Swap "even-odd rule" for "nonzero winding rule" everywhere it occurs in the records below, then write out all the records again with nothing else changed.

++++ ENTRIES ++++

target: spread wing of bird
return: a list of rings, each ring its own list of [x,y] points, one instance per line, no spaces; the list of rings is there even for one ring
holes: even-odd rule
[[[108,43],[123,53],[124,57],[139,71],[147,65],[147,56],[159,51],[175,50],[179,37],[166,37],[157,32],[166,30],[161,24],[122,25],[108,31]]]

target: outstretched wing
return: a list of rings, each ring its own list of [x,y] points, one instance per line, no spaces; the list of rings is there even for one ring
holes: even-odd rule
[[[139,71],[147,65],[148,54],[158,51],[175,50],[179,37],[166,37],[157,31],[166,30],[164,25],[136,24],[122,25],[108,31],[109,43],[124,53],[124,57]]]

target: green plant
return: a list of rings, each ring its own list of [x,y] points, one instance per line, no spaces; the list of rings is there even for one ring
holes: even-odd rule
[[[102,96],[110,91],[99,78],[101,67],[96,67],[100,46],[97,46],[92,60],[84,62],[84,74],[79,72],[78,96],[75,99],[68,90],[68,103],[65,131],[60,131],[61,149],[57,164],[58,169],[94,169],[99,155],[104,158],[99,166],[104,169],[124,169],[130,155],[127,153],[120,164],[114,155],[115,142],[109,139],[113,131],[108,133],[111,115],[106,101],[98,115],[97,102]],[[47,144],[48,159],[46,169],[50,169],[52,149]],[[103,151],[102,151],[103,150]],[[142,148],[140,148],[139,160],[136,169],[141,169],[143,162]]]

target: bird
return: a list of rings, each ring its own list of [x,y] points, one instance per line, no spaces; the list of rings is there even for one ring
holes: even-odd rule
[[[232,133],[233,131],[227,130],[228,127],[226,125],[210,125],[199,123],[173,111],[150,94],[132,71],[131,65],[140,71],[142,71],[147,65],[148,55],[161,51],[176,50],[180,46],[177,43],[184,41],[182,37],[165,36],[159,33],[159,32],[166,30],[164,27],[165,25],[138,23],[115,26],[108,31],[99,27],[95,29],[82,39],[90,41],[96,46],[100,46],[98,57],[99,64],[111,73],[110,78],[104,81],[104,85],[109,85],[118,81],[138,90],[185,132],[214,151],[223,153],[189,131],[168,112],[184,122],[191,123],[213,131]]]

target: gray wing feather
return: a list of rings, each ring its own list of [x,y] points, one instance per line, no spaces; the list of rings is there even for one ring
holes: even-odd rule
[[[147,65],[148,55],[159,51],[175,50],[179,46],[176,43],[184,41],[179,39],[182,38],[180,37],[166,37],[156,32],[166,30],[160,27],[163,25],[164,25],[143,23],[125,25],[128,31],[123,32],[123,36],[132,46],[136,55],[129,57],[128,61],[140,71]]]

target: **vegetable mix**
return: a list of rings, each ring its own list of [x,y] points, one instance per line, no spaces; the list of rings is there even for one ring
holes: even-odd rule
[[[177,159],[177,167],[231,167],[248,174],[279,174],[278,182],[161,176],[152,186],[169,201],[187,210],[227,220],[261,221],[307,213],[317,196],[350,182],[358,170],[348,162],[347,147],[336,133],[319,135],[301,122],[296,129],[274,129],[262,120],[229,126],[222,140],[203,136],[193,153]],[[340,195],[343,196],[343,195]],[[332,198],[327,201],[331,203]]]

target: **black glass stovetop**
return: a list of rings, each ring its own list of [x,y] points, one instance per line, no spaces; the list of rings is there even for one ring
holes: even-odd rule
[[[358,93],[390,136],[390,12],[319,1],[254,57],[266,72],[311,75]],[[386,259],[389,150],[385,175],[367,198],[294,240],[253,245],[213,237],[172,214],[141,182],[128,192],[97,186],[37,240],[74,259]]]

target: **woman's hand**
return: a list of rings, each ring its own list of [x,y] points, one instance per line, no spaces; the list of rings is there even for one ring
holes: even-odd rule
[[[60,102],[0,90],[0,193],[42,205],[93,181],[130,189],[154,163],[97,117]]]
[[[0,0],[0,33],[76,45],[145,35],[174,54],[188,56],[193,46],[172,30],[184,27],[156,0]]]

++++

■ EXPECTED OUTPUT
target: spread wing of bird
return: a list of rings, each ring its own list of [x,y] points, one instance per line, no spaces; the list of rings is there even for one ring
holes: nonzero winding rule
[[[108,43],[123,53],[124,57],[139,71],[147,65],[147,56],[159,51],[175,50],[179,37],[166,37],[157,32],[166,30],[161,24],[122,25],[108,31]]]

target: outstretched wing
return: a list of rings, each ring its own list of [x,y] points, one instance per line, no spaces; the list of rings is there even for one ring
holes: nonzero winding rule
[[[139,71],[147,65],[148,54],[158,51],[175,50],[179,37],[166,37],[157,31],[166,30],[164,25],[136,24],[122,25],[108,31],[109,43],[124,53],[124,57]]]

target: green plant
return: a list of rings, each ring its own list of [x,y] points, one instance per line, no spaces; the list of rings is there even for one ring
holes: nonzero winding rule
[[[102,96],[110,91],[99,78],[101,67],[96,67],[100,46],[97,46],[92,60],[84,62],[84,74],[79,72],[78,96],[75,99],[68,90],[68,103],[65,131],[60,131],[61,149],[57,164],[58,169],[94,169],[99,155],[104,158],[99,166],[104,169],[124,169],[130,155],[127,153],[120,164],[114,155],[115,142],[109,139],[113,131],[108,133],[111,115],[106,101],[98,115],[97,102]],[[47,144],[48,159],[46,169],[50,169],[52,149]],[[103,151],[102,151],[103,150]],[[142,148],[140,148],[139,160],[136,169],[141,169],[143,162]]]

target: bird
return: a list of rings, each ring its own list of [x,y] points, one instance per line, no spaces; the list of rings is there even for one ring
holes: nonzero winding rule
[[[232,133],[233,131],[227,130],[228,127],[226,125],[210,125],[199,123],[173,111],[150,94],[132,71],[131,65],[140,71],[142,71],[147,65],[148,55],[161,51],[176,50],[180,46],[177,43],[184,41],[182,37],[165,36],[159,33],[159,32],[166,30],[164,27],[165,25],[138,23],[115,26],[108,31],[99,27],[95,29],[82,39],[90,41],[96,46],[100,46],[98,57],[99,64],[111,73],[110,78],[104,81],[104,85],[109,85],[118,81],[138,90],[185,132],[214,151],[223,153],[189,131],[168,112],[184,122],[191,123],[213,131]]]

target: gray wing feather
return: a list of rings, each ring its own list of [x,y] points, one instance per line, no spaces; the list of rings is there even for one ring
holes: nonzero winding rule
[[[147,65],[148,55],[159,51],[175,50],[179,46],[176,43],[184,41],[179,39],[182,38],[180,37],[166,37],[156,32],[166,30],[160,27],[163,25],[164,25],[143,23],[125,25],[128,31],[123,32],[123,36],[132,46],[136,55],[129,57],[128,61],[140,71]]]

target: **vegetable mix**
return: a list of rings, each ring its own list of [x,y] points, one instance per line, no spaces; the list of rings is there even for one ring
holes: nonzero winding rule
[[[177,159],[177,167],[231,167],[248,174],[279,174],[278,182],[161,176],[152,186],[169,201],[187,210],[227,220],[261,221],[307,213],[317,196],[350,182],[358,170],[348,162],[347,147],[336,133],[319,135],[301,122],[296,129],[274,129],[262,120],[229,126],[222,140],[203,136],[193,153]],[[340,195],[343,196],[343,195]],[[332,198],[327,201],[331,203]]]

target: **black glass stovetop**
return: a list of rings, each ring its own list of [x,y] points, one instance per line, no spaces; the list of rings is there even for one ring
holes: nonzero winding rule
[[[358,93],[390,136],[390,12],[319,1],[254,57],[266,72],[311,75]],[[386,259],[389,150],[385,175],[367,198],[294,240],[253,245],[213,237],[172,214],[141,182],[128,192],[97,186],[37,240],[74,259]]]

target: **woman's hand**
return: a list of rings, each ring its own list of [x,y] points, one instance per line, no spaces; the list of rings is there even for one ring
holes: nonzero winding rule
[[[60,102],[0,90],[0,193],[42,205],[93,181],[130,189],[154,163],[97,117]]]
[[[0,0],[0,33],[76,45],[145,35],[174,54],[188,56],[193,46],[172,30],[184,27],[156,0]]]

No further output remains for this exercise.